- Exercise task:
Reproduce every one of the following items line for line, without altering any character.

- Dataset excerpts:
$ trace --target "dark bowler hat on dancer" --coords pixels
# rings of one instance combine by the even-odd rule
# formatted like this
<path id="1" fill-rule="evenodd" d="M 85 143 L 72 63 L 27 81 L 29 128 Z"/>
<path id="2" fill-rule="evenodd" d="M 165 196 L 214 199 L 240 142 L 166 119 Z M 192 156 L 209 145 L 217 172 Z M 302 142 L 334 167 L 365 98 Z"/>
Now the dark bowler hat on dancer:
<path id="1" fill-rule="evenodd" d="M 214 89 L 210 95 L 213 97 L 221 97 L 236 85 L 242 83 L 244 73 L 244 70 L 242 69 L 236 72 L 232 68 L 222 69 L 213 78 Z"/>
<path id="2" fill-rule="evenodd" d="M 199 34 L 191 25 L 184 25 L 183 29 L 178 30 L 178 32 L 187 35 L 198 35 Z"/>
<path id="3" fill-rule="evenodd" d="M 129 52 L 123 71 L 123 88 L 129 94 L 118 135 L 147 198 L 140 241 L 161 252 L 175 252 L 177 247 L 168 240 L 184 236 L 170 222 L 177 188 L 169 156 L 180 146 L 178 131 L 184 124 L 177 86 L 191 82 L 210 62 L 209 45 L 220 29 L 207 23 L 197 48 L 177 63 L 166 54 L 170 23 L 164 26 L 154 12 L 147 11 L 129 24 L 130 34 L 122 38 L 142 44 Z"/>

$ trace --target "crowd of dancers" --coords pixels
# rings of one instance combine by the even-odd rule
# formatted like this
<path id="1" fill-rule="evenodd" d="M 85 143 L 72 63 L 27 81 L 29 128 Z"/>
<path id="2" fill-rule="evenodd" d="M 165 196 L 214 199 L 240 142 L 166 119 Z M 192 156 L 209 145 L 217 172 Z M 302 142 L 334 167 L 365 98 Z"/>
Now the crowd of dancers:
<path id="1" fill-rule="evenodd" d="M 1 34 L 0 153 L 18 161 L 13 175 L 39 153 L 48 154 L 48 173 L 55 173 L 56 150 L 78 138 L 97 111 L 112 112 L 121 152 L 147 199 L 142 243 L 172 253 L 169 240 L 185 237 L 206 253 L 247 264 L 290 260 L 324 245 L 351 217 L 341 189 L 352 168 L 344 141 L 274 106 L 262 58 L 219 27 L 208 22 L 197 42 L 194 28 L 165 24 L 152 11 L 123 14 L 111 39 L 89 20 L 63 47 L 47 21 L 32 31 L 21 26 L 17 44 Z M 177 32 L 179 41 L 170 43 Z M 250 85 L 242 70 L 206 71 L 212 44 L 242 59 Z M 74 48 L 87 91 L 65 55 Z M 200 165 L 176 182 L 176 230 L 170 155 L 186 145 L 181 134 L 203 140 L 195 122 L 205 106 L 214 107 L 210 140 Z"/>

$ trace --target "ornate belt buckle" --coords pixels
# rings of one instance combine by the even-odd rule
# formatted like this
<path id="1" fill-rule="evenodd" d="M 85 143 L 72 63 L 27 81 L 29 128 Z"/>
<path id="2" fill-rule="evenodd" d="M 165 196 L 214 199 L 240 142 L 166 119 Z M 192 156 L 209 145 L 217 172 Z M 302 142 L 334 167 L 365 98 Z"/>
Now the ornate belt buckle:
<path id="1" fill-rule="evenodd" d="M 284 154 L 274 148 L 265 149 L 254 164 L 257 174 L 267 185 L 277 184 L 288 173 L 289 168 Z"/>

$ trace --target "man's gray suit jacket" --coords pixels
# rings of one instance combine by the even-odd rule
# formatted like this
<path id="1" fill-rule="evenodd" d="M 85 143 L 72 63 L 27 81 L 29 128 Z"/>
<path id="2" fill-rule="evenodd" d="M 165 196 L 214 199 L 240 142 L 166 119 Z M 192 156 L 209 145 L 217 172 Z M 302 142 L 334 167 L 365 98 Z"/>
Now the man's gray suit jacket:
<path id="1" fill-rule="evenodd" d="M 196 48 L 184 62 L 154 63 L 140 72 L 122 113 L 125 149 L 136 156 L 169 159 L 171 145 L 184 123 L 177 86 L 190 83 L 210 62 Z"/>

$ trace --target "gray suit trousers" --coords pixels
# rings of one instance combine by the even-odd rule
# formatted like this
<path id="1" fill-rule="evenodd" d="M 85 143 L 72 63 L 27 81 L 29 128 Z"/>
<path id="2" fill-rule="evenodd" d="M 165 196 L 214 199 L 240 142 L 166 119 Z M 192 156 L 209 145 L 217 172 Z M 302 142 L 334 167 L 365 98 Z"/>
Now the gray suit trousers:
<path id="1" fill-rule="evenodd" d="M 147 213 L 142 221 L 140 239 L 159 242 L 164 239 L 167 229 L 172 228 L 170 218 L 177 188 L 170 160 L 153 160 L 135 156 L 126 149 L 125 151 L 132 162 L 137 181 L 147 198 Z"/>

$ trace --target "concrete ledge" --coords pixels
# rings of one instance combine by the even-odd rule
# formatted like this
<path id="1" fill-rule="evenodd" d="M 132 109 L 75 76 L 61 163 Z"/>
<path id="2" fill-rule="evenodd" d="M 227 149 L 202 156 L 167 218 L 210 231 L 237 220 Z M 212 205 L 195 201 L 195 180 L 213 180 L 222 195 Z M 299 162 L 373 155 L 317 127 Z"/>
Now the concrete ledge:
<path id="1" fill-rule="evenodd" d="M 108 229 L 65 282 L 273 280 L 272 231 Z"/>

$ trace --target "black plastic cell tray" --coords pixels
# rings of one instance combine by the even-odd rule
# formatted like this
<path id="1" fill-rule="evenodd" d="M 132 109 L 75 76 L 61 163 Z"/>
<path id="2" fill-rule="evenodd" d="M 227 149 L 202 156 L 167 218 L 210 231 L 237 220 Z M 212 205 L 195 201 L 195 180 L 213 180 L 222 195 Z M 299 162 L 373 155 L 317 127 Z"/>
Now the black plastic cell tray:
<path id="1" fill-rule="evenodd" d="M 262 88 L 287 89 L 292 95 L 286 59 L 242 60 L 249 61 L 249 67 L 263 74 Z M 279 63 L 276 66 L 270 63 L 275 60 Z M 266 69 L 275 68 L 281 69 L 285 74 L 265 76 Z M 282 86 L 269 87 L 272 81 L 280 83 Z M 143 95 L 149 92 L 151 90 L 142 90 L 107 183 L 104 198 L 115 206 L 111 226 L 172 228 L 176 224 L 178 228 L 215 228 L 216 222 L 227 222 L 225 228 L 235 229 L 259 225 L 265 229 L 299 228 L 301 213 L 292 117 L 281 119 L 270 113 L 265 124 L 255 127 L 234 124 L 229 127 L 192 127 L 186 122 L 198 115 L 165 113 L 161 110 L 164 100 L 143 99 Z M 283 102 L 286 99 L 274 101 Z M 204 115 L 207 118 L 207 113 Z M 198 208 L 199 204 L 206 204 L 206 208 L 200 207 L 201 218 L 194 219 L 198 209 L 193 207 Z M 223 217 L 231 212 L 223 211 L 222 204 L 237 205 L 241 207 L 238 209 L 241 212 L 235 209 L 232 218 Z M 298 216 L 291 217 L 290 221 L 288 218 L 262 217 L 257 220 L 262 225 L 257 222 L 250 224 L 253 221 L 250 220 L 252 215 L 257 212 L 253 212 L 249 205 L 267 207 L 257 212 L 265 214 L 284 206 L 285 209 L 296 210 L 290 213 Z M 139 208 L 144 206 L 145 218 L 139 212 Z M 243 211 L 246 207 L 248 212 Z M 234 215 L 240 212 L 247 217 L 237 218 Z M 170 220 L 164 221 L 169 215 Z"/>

- Expected answer:
$ trace --target "dark bowler hat on dancer" --coords pixels
# rings of one instance combine by the even-odd rule
# formatted like this
<path id="1" fill-rule="evenodd" d="M 85 143 L 72 63 L 27 81 L 29 128 Z"/>
<path id="2" fill-rule="evenodd" d="M 165 196 L 214 199 L 240 142 L 166 119 Z M 192 156 L 209 145 L 217 172 Z M 302 142 L 334 167 L 365 98 Z"/>
Now the dark bowler hat on dancer:
<path id="1" fill-rule="evenodd" d="M 214 89 L 210 95 L 213 97 L 221 97 L 236 85 L 242 83 L 244 73 L 244 70 L 242 69 L 236 72 L 232 68 L 222 69 L 213 78 Z"/>
<path id="2" fill-rule="evenodd" d="M 199 34 L 191 25 L 184 25 L 183 29 L 178 30 L 178 32 L 187 35 L 198 35 Z"/>
<path id="3" fill-rule="evenodd" d="M 129 52 L 123 71 L 123 88 L 129 94 L 118 135 L 147 198 L 140 241 L 161 252 L 175 252 L 177 247 L 168 240 L 184 236 L 170 222 L 177 188 L 169 156 L 180 146 L 178 131 L 184 124 L 177 86 L 191 82 L 210 62 L 209 45 L 220 29 L 207 23 L 197 48 L 177 63 L 166 54 L 170 23 L 164 26 L 154 12 L 147 11 L 129 24 L 130 34 L 122 38 L 142 44 Z"/>

$ trace --target "crowd of dancers" --coords pixels
# rings of one instance combine by the even-odd rule
# formatted like this
<path id="1" fill-rule="evenodd" d="M 85 143 L 72 63 L 27 81 L 29 128 Z"/>
<path id="2" fill-rule="evenodd" d="M 165 196 L 214 199 L 240 142 L 166 119 Z M 192 156 L 209 145 L 217 172 Z M 302 142 L 334 167 L 365 98 Z"/>
Now the crowd of dancers:
<path id="1" fill-rule="evenodd" d="M 1 34 L 0 153 L 18 161 L 13 175 L 39 153 L 48 154 L 48 173 L 55 173 L 56 150 L 78 138 L 97 111 L 112 112 L 121 152 L 147 199 L 142 243 L 172 253 L 169 240 L 185 237 L 206 253 L 247 264 L 290 260 L 324 245 L 351 217 L 341 189 L 352 168 L 344 141 L 274 106 L 262 58 L 219 27 L 208 22 L 197 42 L 194 28 L 165 24 L 152 11 L 123 14 L 111 39 L 89 20 L 63 47 L 47 21 L 32 31 L 21 26 L 17 44 Z M 177 32 L 179 41 L 170 43 Z M 250 85 L 242 70 L 206 71 L 212 44 L 242 59 Z M 74 48 L 87 91 L 65 55 Z M 200 165 L 176 182 L 176 230 L 170 155 L 186 145 L 181 134 L 203 140 L 195 122 L 205 106 L 214 107 L 210 140 Z"/>

$ trace --target "ornate belt buckle" --coords pixels
# rings of one instance combine by the even-odd rule
# formatted like this
<path id="1" fill-rule="evenodd" d="M 85 143 L 72 63 L 27 81 L 29 128 Z"/>
<path id="2" fill-rule="evenodd" d="M 165 196 L 214 199 L 240 142 L 166 119 Z M 192 156 L 209 145 L 217 172 Z M 302 142 L 334 167 L 365 98 Z"/>
Now the ornate belt buckle:
<path id="1" fill-rule="evenodd" d="M 284 154 L 274 148 L 265 149 L 254 164 L 257 174 L 267 185 L 277 184 L 288 173 L 289 168 Z"/>

$ trace --target "man's gray suit jacket" --coords pixels
# rings of one instance combine by the even-odd rule
# formatted like this
<path id="1" fill-rule="evenodd" d="M 85 143 L 72 63 L 27 81 L 29 128 Z"/>
<path id="2" fill-rule="evenodd" d="M 165 196 L 214 199 L 240 142 L 166 119 Z M 192 156 L 209 145 L 217 172 Z M 302 142 L 334 167 L 365 98 Z"/>
Now the man's gray suit jacket:
<path id="1" fill-rule="evenodd" d="M 196 48 L 184 62 L 154 63 L 140 72 L 122 113 L 125 149 L 136 156 L 169 159 L 171 145 L 184 123 L 177 86 L 190 83 L 210 62 Z"/>

$ trace --target "gray suit trousers" --coords pixels
# rings of one instance combine by the even-odd rule
# formatted like this
<path id="1" fill-rule="evenodd" d="M 85 143 L 72 63 L 27 81 L 29 128 Z"/>
<path id="2" fill-rule="evenodd" d="M 165 196 L 214 199 L 240 142 L 166 119 Z M 192 156 L 209 145 L 217 172 Z M 302 142 L 334 167 L 365 98 Z"/>
Now the gray suit trousers:
<path id="1" fill-rule="evenodd" d="M 147 213 L 142 221 L 140 239 L 159 242 L 164 239 L 167 229 L 172 228 L 170 218 L 177 188 L 170 160 L 153 160 L 135 156 L 126 149 L 125 151 L 132 162 L 137 181 L 147 198 Z"/>

$ trace --target "concrete ledge" --coords pixels
# rings of one instance combine by the even-odd rule
# formatted like this
<path id="1" fill-rule="evenodd" d="M 132 109 L 75 76 L 61 163 Z"/>
<path id="2" fill-rule="evenodd" d="M 227 149 L 202 156 L 167 218 L 210 231 L 237 220 Z M 212 205 L 195 201 L 195 180 L 213 180 L 222 195 Z M 299 162 L 373 155 L 317 127 Z"/>
Now the concrete ledge:
<path id="1" fill-rule="evenodd" d="M 108 229 L 65 282 L 273 280 L 272 231 Z"/>

$ trace --target "black plastic cell tray" --coords pixels
# rings of one instance combine by the even-odd rule
# formatted like this
<path id="1" fill-rule="evenodd" d="M 132 109 L 75 76 L 61 163 Z"/>
<path id="2" fill-rule="evenodd" d="M 227 149 L 202 156 L 167 218 L 210 231 L 237 220 Z M 212 205 L 195 201 L 195 180 L 213 180 L 222 195 Z M 299 162 L 373 155 L 317 127 Z"/>
Now the black plastic cell tray:
<path id="1" fill-rule="evenodd" d="M 262 88 L 287 89 L 292 95 L 286 59 L 242 60 L 249 61 L 249 67 L 263 74 Z M 279 63 L 276 66 L 270 63 L 275 60 Z M 266 69 L 275 68 L 281 69 L 285 74 L 265 76 Z M 282 86 L 269 87 L 272 81 L 280 83 Z M 143 95 L 149 92 L 151 90 L 142 90 L 107 183 L 104 198 L 115 206 L 111 226 L 172 228 L 176 224 L 178 228 L 215 228 L 216 222 L 227 222 L 225 228 L 235 229 L 259 225 L 265 229 L 299 228 L 301 213 L 292 117 L 281 119 L 270 113 L 265 124 L 255 127 L 234 124 L 229 127 L 192 127 L 186 122 L 198 115 L 165 113 L 161 110 L 164 100 L 143 99 Z M 283 102 L 286 99 L 274 101 Z M 204 115 L 207 118 L 207 113 Z M 198 208 L 199 204 L 206 204 L 206 208 L 200 207 L 201 218 L 194 219 L 198 209 L 193 207 Z M 223 217 L 231 212 L 223 211 L 222 204 L 237 205 L 241 207 L 238 209 L 241 212 L 235 209 L 232 218 Z M 298 216 L 291 217 L 290 221 L 288 218 L 262 217 L 257 220 L 262 225 L 257 222 L 250 224 L 253 221 L 250 220 L 252 215 L 257 212 L 253 212 L 249 205 L 267 207 L 257 212 L 265 214 L 284 206 L 285 209 L 296 210 L 290 213 Z M 139 208 L 144 206 L 145 218 L 139 212 Z M 243 211 L 246 207 L 248 212 Z M 234 215 L 240 212 L 247 217 L 237 218 Z M 170 220 L 164 221 L 169 215 Z"/>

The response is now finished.